QUOTED PASSAGE >>

○ ○ ○ ○ ○ ○ ○

Kentucky is a state of forests, prairies, wetlands, and caves and the only state bordered on three sides by rivers – the Mississippi River in the west, the Ohio River in the north, and the Big Sandy River and Tug Fork in the east. Kentucky has about 12.5 million acres of forest covering almost half the state. Almost 90% of Kentucky' forest is owned privately. 75% of the forest is oak-hickory, though the most numerous tree species found in Kentucky’s forests is red maple. Kentucky, like many states, has lost much of its native habitats. It once had extensive wetlands in the floodplains of the Mississippi and Ohio Rivers, but generations of coal mining and ecologically damaging agricultural activities have destroyed most of them. Its native prairies and savannahs have also disappeared with less than 1% of the original 2-3 million acres of grassland remaining today.
Kentucky is often divided into five primary regions.

○ ○ ○ ○ ○ ○ ○

RECORDS SHOWN >>
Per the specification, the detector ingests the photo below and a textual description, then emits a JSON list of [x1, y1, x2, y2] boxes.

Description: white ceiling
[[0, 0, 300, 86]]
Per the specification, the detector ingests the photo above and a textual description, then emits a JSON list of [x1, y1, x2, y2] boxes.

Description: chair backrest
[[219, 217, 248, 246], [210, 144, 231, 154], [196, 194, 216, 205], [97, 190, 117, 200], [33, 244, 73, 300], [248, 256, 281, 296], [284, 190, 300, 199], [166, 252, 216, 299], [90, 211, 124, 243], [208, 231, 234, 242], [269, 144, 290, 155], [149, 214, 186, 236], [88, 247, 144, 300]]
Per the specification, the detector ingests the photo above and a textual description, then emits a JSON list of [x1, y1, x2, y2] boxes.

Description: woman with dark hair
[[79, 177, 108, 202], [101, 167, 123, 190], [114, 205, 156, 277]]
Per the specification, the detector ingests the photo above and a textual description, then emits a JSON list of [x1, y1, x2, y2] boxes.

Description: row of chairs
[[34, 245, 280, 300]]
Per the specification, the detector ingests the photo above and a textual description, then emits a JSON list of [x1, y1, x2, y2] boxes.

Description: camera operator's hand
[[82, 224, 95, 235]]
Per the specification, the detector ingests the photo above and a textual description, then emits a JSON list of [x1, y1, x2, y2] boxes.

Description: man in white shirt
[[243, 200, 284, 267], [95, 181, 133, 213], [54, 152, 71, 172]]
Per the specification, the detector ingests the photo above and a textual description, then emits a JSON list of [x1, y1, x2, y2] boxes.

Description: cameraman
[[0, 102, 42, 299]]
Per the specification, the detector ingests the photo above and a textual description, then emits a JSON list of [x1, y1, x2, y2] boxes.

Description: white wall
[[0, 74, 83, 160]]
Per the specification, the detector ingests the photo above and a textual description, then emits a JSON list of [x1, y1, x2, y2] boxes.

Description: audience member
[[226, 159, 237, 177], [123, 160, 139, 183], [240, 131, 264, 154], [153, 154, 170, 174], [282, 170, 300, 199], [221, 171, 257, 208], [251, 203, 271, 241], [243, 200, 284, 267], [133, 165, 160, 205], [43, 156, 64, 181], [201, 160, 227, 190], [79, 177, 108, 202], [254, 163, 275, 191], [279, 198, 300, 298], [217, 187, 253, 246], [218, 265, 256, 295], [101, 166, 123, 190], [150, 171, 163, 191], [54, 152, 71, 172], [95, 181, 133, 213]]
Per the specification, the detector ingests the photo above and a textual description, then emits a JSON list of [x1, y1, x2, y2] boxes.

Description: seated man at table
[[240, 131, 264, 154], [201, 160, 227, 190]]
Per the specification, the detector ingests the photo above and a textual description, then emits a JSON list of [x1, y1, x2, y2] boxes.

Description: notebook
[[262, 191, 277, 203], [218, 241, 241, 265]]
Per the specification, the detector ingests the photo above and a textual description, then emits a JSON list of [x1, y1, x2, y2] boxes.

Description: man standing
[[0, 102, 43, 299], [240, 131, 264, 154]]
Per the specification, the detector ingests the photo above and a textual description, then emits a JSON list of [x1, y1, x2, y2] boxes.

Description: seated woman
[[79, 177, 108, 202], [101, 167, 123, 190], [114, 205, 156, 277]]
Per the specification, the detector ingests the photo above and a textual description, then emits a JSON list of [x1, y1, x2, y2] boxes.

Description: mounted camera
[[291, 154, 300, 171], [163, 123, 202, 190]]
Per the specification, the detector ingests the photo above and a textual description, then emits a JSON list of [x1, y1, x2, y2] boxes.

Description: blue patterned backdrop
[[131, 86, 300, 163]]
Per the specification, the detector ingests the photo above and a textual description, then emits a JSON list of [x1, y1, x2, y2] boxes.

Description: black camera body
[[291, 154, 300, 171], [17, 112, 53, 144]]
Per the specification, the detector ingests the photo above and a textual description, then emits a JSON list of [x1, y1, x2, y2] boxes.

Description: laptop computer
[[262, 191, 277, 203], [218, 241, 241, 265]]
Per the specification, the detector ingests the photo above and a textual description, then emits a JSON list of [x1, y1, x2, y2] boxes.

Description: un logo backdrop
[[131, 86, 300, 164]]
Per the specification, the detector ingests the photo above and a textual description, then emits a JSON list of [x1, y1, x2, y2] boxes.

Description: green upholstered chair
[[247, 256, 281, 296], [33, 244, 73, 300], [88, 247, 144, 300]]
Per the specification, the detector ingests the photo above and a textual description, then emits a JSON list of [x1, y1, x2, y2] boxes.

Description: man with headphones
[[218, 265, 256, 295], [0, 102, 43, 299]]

○ ○ ○ ○ ○ ○ ○

THE TASKS >>
(1) In the text on Kentucky's landscape, which tree species is the most numerous in Kentucky's forests?
(2) Return the passage from the text on Kentucky's landscape between "Kentucky is a" and "grassland remaining today.", inclusive.
(3) Name every river that the text on Kentucky's landscape says borders the state.

TASK-BY-TASK ANSWERS >>
(1) Red maple

(2)
Kentucky is a state of forests, prairies, wetlands, and caves and the only state bordered on three sides by rivers – the Mississippi River in the west, the Ohio River in the north, and the Big Sandy River and Tug Fork in the east. Kentucky has about 12.5 million acres of forest covering almost half the state. Almost 90% of Kentucky' forest is owned privately. 75% of the forest is oak-hickory, though the most numerous tree species found in Kentucky’s forests is red maple. Kentucky, like many states, has lost much of its native habitats. It once had extensive wetlands in the floodplains of the Mississippi and Ohio Rivers, but generations of coal mining and ecologically damaging agricultural activities have destroyed most of them. Its native prairies and savannahs have also disappeared with less than 1% of the original 2-3 million acres of grassland remaining today.

(3) Mississippi River, Ohio River, Big Sandy River, Tug Fork